* **Do this**:
Copy the lines from the one with "Target: butterfly body" through the end of the lines, keeping the requests, and shift every coordinate in the answers by adding 118 to each number.

* **Supplied information**:
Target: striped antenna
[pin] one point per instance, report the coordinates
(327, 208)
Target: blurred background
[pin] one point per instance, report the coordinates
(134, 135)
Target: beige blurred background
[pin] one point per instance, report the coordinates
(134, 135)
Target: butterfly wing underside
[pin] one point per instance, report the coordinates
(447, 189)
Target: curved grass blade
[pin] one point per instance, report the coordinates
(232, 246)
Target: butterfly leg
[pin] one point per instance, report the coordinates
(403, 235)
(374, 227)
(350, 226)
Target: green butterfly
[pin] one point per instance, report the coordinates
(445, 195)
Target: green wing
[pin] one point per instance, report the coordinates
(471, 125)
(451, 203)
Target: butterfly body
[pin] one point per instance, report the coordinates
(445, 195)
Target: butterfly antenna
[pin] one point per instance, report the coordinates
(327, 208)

* **Answer for the task**:
Target: butterfly body
[pin] one point per instance, report the coordinates
(563, 313)
Target: butterfly antenna
[pin] one point per instance, report the coordinates
(445, 326)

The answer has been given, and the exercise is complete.